╭─ EXCERPT TO READ

作者
Christina Guo,Adam Sharp,Bora Gürel,Mateus Crespo,Ines Figueiredo,Sanjay Jain,Ursula Vogl,Jan Rekowski,Mahtab Rouhifard,Lewis Gallagher,Wei Yuan,Suzanne Carreira,Khobe Chandran,Alec Paschalis,Ilaria Colombo,Anastasios Stathis,Claudia Bertan,George Seed,Jane Goodall,Florence I. Raynaud,Ruth Ruddle,Karen E. Swales,Jason Malia,Denisa Bogdan,Crescens Tiu,Reece Caldwell,Caterina Aversa,Ana Ferreira,Antje Neeb,Nina Tunariu,Daniel Westaby,Juliet Carmichael,Guillermo de Velasco,Christina Yap,Ruth Matthews,Hannah Badham,Toby Prout,Alison Turner,Mona Parmar,Holly Tovey,Ruth Riisnaes,Penny Flohr,Jesús Gil,David Waugh,Shaun Decordova,Ariel N. Schlag,Bianca Calì,Andrea Alimonti,Johann S. de Bono
摘要
Abstract Inflammation is a hallmark of cancer 1 . In patients with cancer, peripheral blood myeloid expansion, indicated by a high neutrophil-to-lymphocyte ratio, associates with shorter survival and treatment resistance across malignancies and therapeutic modalities 2–5 . Whether myeloid inflammation drives progression of prostate cancer in humans remain unclear. Here we show that inhibition of myeloid chemotaxis can reduce tumour-elicited myeloid inflammation and reverse therapy resistance in a subset of patients with metastatic castration-resistant prostate cancer (CRPC). We show that a higher blood neutrophil-to-lymphocyte ratio reflects tumour myeloid infiltration and tumour expression of senescence-associated mRNA species, including those that encode myeloid-chemoattracting CXCR2 ligands. To determine whether myeloid cells fuel resistance to androgen receptor signalling inhibitors, and whether inhibiting CXCR2 to block myeloid chemotaxis reverses this, we conducted an investigator-initiated, proof-of-concept clinical trial of a CXCR2 inhibitor (AZD5069) plus enzalutamide in patients with metastatic CRPC that is resistant to androgen receptor signalling inhibitors. This combination was well tolerated without dose-limiting toxicity and it decreased circulating neutrophil levels, reduced intratumour CD11b + HLA-DR lo CD15 + CD14 − myeloid cell infiltration and imparted durable clinical benefit with biochemical and radiological responses in a subset of patients with metastatic CRPC. This study provides clinical evidence that senescence-associated myeloid inflammation can fuel metastatic CRPC progression and resistance to androgen receptor blockade. Targeting myeloid chemotaxis merits broader evaluation in other cancers.

╰─

## TASK OBJECTIVE
In the prostate cancer abstract, condense the paragraph beginning "Inflammation is a hallmark of cancer" into a short bulleted list that keeps its main facts. This material has nothing to do with the prostate cancer abstract.

╭─ RECORD EXCERPTS

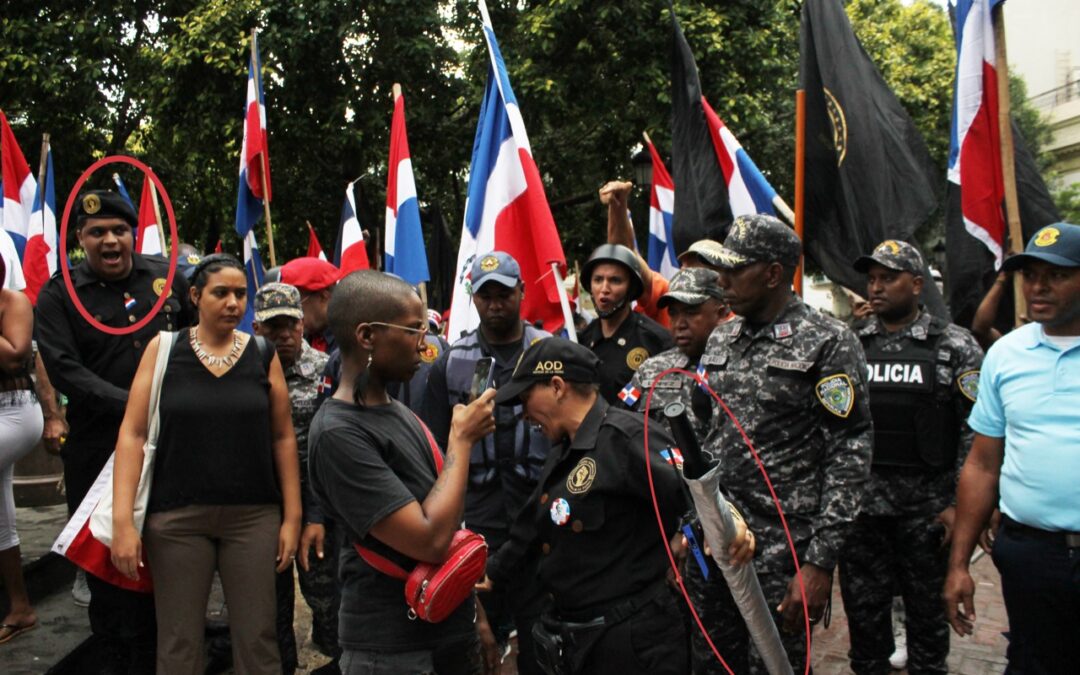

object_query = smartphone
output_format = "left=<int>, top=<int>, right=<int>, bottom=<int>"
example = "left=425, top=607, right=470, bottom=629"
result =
left=469, top=356, right=495, bottom=402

╰─

## EXERCISE OUTPUT
- Inflammation is a hallmark of cancer. Across cancers and treatments, a high blood neutrophil-to-lymphocyte ratio is linked to shorter survival and treatment resistance.
- It is unclear whether myeloid inflammation drives prostate cancer progression in humans.
- A higher neutrophil-to-lymphocyte ratio reflects myeloid infiltration of the tumor. It also reflects tumor expression of senescence-associated mRNAs, including those encoding myeloid-attracting CXCR2 ligands.
- An investigator-initiated, proof-of-concept trial tested the CXCR2 inhibitor AZD5069 with enzalutamide in metastatic castration-resistant prostate cancer that resisted androgen receptor signaling inhibitors.
- The combination was well tolerated, with no dose-limiting toxicity.
- It lowered circulating neutrophils and reduced intratumor CD11b+ HLA-DRlo CD15+ CD14− myeloid cell infiltration.
- Some patients had durable clinical benefit, with biochemical and radiological responses.
- The results give clinical evidence that senescence-associated myeloid inflammation can fuel disease progression and resistance to androgen receptor blockade.
- Targeting myeloid chemotaxis merits broader evaluation in other cancers.